─── Data in this exercise ───

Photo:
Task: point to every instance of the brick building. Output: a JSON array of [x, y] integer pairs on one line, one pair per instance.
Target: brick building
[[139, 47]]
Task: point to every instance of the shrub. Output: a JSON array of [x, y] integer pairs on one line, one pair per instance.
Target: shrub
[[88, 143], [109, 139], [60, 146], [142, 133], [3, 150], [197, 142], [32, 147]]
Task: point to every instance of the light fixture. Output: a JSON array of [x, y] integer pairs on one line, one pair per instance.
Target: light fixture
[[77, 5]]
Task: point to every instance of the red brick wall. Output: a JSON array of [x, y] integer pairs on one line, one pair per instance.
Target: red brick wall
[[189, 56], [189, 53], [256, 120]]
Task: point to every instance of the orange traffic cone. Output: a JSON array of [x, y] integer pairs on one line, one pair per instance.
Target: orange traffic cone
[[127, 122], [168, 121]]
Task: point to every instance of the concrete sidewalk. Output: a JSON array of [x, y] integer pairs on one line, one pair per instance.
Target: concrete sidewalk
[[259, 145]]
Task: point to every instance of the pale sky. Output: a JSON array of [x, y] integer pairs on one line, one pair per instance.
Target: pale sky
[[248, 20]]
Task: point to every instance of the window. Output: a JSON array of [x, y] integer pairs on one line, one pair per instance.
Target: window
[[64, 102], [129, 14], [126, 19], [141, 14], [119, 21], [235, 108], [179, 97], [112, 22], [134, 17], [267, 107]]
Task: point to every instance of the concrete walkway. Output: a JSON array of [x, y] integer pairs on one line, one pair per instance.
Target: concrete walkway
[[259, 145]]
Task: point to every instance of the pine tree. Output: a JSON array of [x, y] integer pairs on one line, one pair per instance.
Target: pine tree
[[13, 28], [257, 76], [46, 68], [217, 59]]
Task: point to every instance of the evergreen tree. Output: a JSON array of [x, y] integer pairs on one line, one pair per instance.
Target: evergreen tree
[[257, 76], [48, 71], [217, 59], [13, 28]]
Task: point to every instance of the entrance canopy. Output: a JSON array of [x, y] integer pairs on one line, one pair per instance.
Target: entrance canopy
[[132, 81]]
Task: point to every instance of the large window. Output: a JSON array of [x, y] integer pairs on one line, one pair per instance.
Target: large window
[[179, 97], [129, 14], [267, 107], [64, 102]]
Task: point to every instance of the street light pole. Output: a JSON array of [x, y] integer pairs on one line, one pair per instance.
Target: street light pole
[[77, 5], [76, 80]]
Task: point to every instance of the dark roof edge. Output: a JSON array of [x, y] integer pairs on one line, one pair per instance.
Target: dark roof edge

───

> [Task directions] Work out how many lines of the entries include the word "edge", and respond with that number and nothing more.

> [Output below] 2